Task to complete
Across the entries below, work out how many lines contain "head". Respond with the number and no other text.

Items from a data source
---
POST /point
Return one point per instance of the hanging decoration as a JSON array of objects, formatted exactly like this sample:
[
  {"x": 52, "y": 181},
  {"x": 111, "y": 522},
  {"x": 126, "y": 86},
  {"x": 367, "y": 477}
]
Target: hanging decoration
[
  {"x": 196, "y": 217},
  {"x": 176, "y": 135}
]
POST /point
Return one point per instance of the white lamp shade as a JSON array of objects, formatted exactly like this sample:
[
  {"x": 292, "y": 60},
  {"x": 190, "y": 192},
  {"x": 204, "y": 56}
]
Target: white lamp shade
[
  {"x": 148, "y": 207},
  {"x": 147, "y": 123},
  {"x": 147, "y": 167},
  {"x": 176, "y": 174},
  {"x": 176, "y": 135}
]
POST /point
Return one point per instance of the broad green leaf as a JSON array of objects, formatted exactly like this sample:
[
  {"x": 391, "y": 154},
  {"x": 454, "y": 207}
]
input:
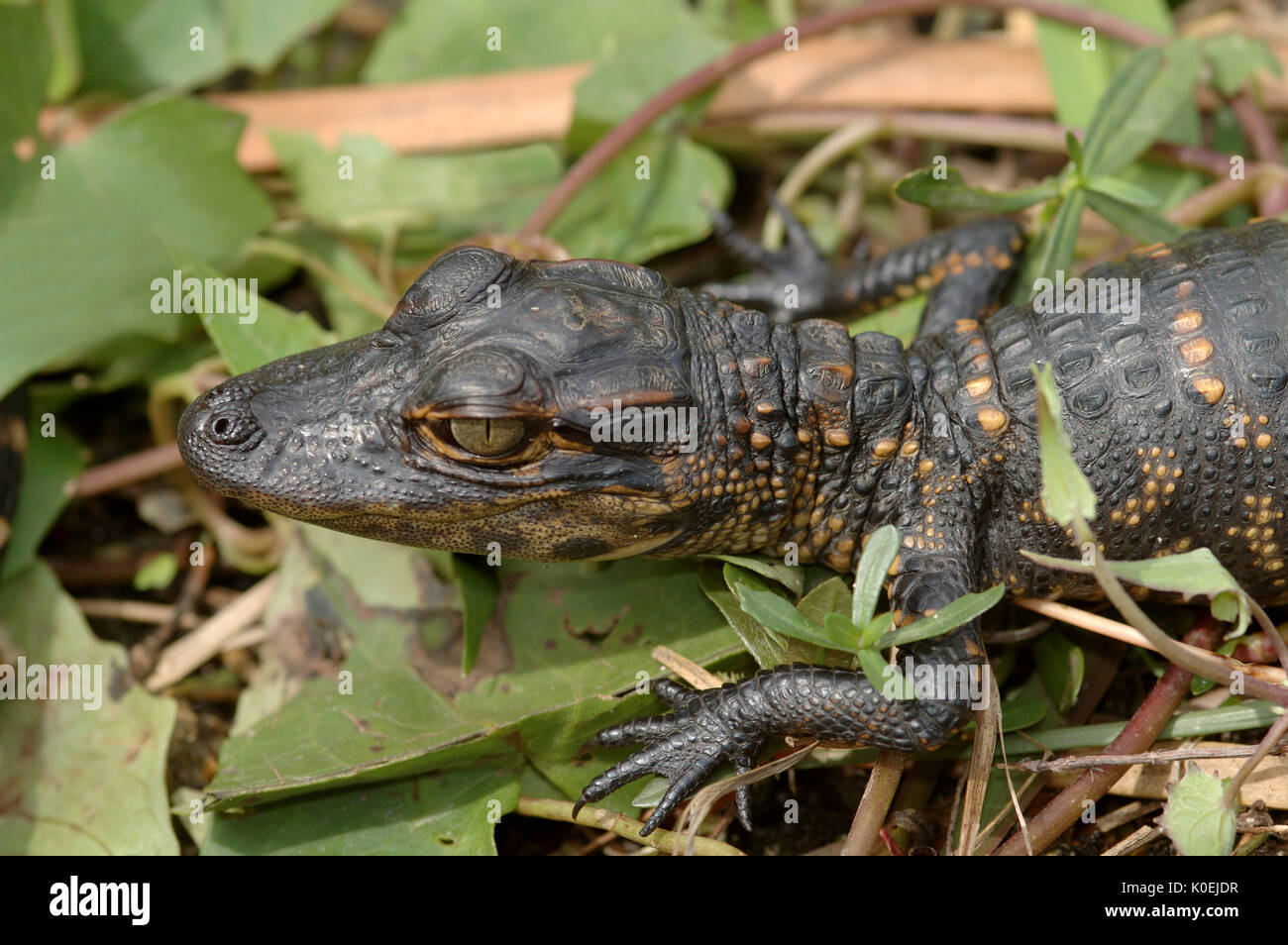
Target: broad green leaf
[
  {"x": 151, "y": 191},
  {"x": 1196, "y": 819},
  {"x": 1141, "y": 224},
  {"x": 158, "y": 574},
  {"x": 480, "y": 592},
  {"x": 82, "y": 776},
  {"x": 776, "y": 612},
  {"x": 1235, "y": 59},
  {"x": 1065, "y": 492},
  {"x": 430, "y": 39},
  {"x": 428, "y": 201},
  {"x": 618, "y": 85},
  {"x": 25, "y": 63},
  {"x": 1189, "y": 574},
  {"x": 879, "y": 553},
  {"x": 447, "y": 812},
  {"x": 789, "y": 576},
  {"x": 949, "y": 617},
  {"x": 267, "y": 334},
  {"x": 953, "y": 193},
  {"x": 572, "y": 640},
  {"x": 134, "y": 46},
  {"x": 1054, "y": 248},
  {"x": 649, "y": 198}
]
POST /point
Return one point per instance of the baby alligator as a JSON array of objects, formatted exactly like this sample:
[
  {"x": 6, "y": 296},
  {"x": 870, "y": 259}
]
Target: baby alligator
[{"x": 482, "y": 417}]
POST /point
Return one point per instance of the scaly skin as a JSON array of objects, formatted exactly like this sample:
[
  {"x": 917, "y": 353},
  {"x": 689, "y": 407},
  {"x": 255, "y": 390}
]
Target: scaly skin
[{"x": 806, "y": 439}]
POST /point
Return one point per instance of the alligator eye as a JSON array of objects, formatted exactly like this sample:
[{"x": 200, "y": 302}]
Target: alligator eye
[{"x": 487, "y": 435}]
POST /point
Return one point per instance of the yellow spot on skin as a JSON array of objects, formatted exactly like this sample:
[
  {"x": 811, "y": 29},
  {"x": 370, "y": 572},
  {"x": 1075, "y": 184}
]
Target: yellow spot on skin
[
  {"x": 1211, "y": 387},
  {"x": 992, "y": 420},
  {"x": 1196, "y": 351},
  {"x": 1188, "y": 321}
]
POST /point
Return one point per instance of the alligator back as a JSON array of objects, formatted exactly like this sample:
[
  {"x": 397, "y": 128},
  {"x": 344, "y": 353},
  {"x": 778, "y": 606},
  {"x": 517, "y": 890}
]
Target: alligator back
[{"x": 1173, "y": 398}]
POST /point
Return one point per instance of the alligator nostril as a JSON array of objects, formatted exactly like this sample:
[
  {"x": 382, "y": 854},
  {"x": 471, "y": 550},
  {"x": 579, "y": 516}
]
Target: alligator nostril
[{"x": 231, "y": 428}]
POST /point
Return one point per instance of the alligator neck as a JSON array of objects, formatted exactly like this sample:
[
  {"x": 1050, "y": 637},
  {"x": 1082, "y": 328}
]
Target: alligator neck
[{"x": 811, "y": 441}]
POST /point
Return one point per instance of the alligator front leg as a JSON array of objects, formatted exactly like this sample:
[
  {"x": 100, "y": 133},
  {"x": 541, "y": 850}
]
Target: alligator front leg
[
  {"x": 964, "y": 270},
  {"x": 735, "y": 722}
]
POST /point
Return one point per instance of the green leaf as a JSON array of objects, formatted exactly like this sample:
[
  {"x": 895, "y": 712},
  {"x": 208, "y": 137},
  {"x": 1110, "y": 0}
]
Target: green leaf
[
  {"x": 885, "y": 679},
  {"x": 25, "y": 63},
  {"x": 767, "y": 648},
  {"x": 1141, "y": 103},
  {"x": 949, "y": 617},
  {"x": 1142, "y": 226},
  {"x": 77, "y": 781},
  {"x": 953, "y": 193},
  {"x": 51, "y": 464},
  {"x": 618, "y": 85},
  {"x": 1061, "y": 667},
  {"x": 831, "y": 596},
  {"x": 1235, "y": 58},
  {"x": 777, "y": 613},
  {"x": 268, "y": 334},
  {"x": 571, "y": 643},
  {"x": 647, "y": 200},
  {"x": 449, "y": 812},
  {"x": 432, "y": 39},
  {"x": 1081, "y": 62},
  {"x": 870, "y": 576},
  {"x": 158, "y": 574},
  {"x": 1188, "y": 575},
  {"x": 1194, "y": 816},
  {"x": 366, "y": 189},
  {"x": 789, "y": 576},
  {"x": 1122, "y": 191},
  {"x": 480, "y": 592},
  {"x": 1065, "y": 492},
  {"x": 1054, "y": 248},
  {"x": 134, "y": 46},
  {"x": 154, "y": 189}
]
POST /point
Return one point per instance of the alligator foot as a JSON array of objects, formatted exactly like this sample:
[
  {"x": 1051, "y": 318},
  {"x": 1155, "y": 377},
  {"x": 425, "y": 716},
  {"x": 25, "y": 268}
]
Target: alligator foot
[
  {"x": 704, "y": 730},
  {"x": 790, "y": 283}
]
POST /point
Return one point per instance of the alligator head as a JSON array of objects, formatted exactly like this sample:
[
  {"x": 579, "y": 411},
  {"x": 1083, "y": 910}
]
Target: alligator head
---
Output for this exercise
2